SET PROBLEM →
Copy the lines of the records below word for word, starting at the line that has "Report the location of every instance of the lake" and ending after the line that has "Query: lake surface". Leave out any pictures.

RECORDS FOR THE EXERCISE →

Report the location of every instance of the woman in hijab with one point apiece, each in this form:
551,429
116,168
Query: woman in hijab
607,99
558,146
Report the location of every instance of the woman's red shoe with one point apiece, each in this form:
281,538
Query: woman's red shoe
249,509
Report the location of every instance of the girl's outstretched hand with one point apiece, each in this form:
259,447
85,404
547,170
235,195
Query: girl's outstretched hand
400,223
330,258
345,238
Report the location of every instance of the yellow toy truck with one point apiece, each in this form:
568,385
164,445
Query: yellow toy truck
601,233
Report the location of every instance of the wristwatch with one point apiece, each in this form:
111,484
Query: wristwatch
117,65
...
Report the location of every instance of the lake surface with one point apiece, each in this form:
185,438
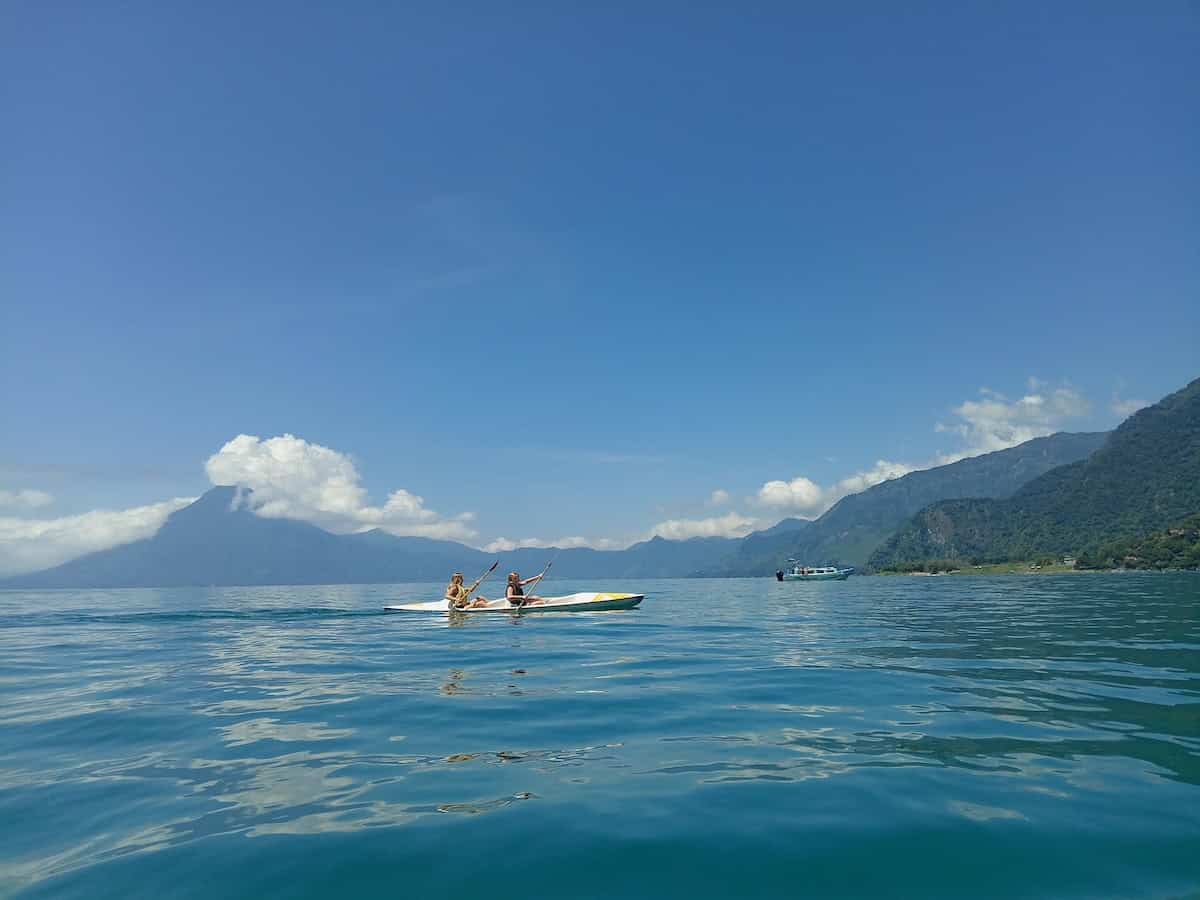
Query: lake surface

OUTPUT OF THE EXERCISE →
Report the location of every instance of the lake surface with one point apiece, each in this form:
185,438
Query: lake surface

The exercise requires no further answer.